##### Given information
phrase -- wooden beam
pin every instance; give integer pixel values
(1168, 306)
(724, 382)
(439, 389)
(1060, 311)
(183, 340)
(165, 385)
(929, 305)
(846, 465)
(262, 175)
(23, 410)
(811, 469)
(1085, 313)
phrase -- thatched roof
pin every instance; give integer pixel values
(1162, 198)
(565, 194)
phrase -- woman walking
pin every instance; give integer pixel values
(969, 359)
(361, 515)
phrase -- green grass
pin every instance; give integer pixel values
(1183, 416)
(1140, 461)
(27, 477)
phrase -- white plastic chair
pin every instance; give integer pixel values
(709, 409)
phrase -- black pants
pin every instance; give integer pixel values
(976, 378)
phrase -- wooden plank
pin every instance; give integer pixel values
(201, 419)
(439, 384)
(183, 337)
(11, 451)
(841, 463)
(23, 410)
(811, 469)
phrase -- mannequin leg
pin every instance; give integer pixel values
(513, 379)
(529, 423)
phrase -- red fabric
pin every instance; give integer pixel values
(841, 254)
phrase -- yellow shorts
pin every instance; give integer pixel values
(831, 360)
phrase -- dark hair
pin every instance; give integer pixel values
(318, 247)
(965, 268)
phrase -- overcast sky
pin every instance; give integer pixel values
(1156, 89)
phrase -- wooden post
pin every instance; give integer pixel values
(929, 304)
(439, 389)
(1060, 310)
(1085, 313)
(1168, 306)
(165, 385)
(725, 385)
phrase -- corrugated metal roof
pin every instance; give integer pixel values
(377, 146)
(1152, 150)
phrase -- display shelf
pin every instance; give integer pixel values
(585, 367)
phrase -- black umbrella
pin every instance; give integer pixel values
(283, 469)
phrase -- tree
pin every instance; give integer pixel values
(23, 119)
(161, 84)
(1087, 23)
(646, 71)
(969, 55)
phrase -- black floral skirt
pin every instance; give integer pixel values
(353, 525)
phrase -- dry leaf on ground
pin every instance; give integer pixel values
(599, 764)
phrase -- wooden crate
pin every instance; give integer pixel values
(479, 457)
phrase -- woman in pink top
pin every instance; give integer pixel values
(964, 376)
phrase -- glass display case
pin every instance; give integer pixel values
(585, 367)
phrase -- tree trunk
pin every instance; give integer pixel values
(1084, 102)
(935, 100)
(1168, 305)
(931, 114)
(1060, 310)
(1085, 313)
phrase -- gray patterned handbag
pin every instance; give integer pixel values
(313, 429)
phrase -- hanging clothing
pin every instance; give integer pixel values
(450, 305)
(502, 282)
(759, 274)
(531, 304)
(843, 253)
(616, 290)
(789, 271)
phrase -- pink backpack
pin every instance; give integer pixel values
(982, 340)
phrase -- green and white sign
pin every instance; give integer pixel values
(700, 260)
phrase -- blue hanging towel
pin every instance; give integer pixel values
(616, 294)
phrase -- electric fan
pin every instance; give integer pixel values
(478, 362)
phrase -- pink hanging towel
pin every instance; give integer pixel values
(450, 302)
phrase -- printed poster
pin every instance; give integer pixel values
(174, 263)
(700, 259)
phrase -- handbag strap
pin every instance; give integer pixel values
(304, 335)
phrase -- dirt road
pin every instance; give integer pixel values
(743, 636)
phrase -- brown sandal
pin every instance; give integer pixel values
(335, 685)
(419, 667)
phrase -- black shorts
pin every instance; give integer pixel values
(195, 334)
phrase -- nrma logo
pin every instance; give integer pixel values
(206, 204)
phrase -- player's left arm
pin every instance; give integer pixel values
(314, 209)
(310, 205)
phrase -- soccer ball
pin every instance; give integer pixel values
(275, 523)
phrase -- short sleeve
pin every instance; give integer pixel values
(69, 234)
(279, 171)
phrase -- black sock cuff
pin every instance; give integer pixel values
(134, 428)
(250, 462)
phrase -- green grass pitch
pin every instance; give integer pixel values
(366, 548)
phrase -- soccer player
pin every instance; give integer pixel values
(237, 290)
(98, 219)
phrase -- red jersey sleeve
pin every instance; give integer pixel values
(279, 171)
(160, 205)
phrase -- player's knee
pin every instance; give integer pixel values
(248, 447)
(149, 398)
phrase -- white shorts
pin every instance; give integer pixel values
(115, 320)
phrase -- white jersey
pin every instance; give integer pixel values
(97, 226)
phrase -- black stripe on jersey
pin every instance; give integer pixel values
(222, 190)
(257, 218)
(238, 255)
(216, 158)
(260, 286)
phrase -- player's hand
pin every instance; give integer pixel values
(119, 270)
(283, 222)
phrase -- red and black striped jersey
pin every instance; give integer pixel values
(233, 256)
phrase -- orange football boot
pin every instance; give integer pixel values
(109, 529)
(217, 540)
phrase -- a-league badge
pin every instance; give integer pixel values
##########
→ **Directions for this task**: Repeat the data exactly. Omit nothing.

→ **Answer area**:
phrase -- wooden beam
pin every instance; give integer pixel values
(1168, 306)
(724, 382)
(439, 389)
(1060, 311)
(183, 340)
(165, 385)
(929, 305)
(846, 465)
(262, 175)
(23, 410)
(811, 469)
(1085, 313)
phrase -- thatched roof
pin every instance; give integer pixel values
(1162, 198)
(565, 194)
phrase -- woman walking
pin every instance; give integer pixel values
(969, 359)
(361, 515)
phrase -- green grass
pin every instance; give integer pixel values
(1183, 416)
(1140, 461)
(27, 477)
phrase -- white plastic chair
pin every instance; give integer pixel values
(709, 409)
phrase -- black pants
pin every instance; give integer pixel values
(976, 378)
phrase -- wooden plank
pin every instance; give integer pixel values
(201, 419)
(439, 384)
(183, 337)
(11, 451)
(841, 463)
(23, 410)
(811, 469)
phrase -- mannequin leg
pin every instance; give integer pixel values
(513, 379)
(529, 423)
phrase -- red fabric
pin every instance; give integer pixel values
(841, 254)
phrase -- yellow shorts
pin every instance; give integer pixel values
(831, 360)
phrase -- dark hair
pin every instance; give integer pixel values
(318, 247)
(965, 268)
phrase -- overcast sky
pin every instance; give integer pixel values
(1156, 89)
phrase -- wooden post
pin every instance; give integer pixel values
(929, 304)
(439, 389)
(1060, 310)
(1085, 313)
(1168, 306)
(165, 385)
(725, 385)
phrase -- corrugated metal roof
pin every instance; give integer pixel values
(377, 146)
(1152, 150)
phrase -- display shelf
pin every instance; give integer pixel values
(585, 367)
phrase -- black umbrella
pin every instance; give integer pixel values
(283, 469)
phrase -- tree
pin every instance; give integer pixel values
(23, 119)
(161, 84)
(1087, 23)
(646, 71)
(969, 55)
phrase -- black floral skirt
pin every instance; give integer pixel values
(353, 525)
phrase -- dry leaf on ground
pin every instance; give integer pixel values
(599, 764)
phrase -- wooden crate
pin every instance; give integer pixel values
(479, 457)
phrase -- woman in pink top
pin every instance; give integer pixel values
(964, 376)
phrase -- glass display case
pin every instance; give integer pixel values
(585, 367)
phrase -- tree trunk
pin every instance; give integer pixel values
(1084, 102)
(935, 100)
(1168, 305)
(931, 114)
(1060, 310)
(1085, 313)
phrase -- gray patterned handbag
pin every instance; give integer pixel values
(313, 429)
phrase -- hanging clothing
pin every instance; give integer pixel values
(450, 305)
(502, 282)
(759, 274)
(531, 304)
(843, 253)
(616, 290)
(789, 271)
phrase -- pink backpack
pin every instance; give integer pixel values
(982, 340)
phrase -- green and white sign
pin every instance; give integer pixel values
(700, 260)
phrase -- blue hanging towel
pin every instance; give integer pixel values
(616, 294)
phrase -- electric fan
pin every instance; give integer pixel values
(478, 362)
phrase -- pink hanging towel
pin every instance; give integer pixel values
(450, 302)
phrase -- printed poster
pin every instance; give integer pixel values
(174, 263)
(700, 259)
phrase -- handbag strap
pin every instance; give integer pixel values
(304, 335)
phrase -- dirt road
pin every instance; give integer pixel values
(743, 636)
phrase -- brown sandal
pin every instance; give integer pixel values
(335, 685)
(419, 667)
phrase -- black shorts
pin every instance; give integer pixel values
(195, 334)
phrase -- nrma logo
pin every instance; give integer pixel values
(206, 204)
phrase -- player's left arm
pin every instance; give integer pixel values
(314, 209)
(310, 205)
phrase -- soccer ball
pin every instance; give integer pixel values
(275, 523)
phrase -- short sleeve
pin every instance; give integer pixel values
(69, 234)
(279, 171)
phrase -- black sock cuff
pin every instance; give integer pixel values
(134, 428)
(250, 462)
phrase -- green grass pitch
pin every instance; give integer pixel values
(366, 548)
phrase -- soccer player
pin every instance; give integer pixel values
(237, 290)
(98, 219)
phrase -- red jersey sleeve
pin every instance; give integer pixel values
(279, 171)
(160, 205)
phrase -- player's knee
pin every instance; give integer pixel values
(248, 447)
(149, 398)
phrase -- white shorts
pin every instance; give integer pixel values
(115, 320)
phrase -- white jersey
pin every instance; give integer pixel values
(97, 226)
phrase -- black stripe on jersey
pin every instance; give integer pixel values
(222, 190)
(257, 218)
(238, 255)
(216, 158)
(260, 286)
phrase -- player's hand
pin every instance; give integer pixel values
(119, 270)
(283, 222)
phrase -- red and black striped jersey
pin every instance; give integer pixel values
(233, 256)
phrase -- orange football boot
pin every instance; give integer pixel values
(109, 529)
(217, 540)
phrase -- a-league badge
pin every instance; give integer pixel values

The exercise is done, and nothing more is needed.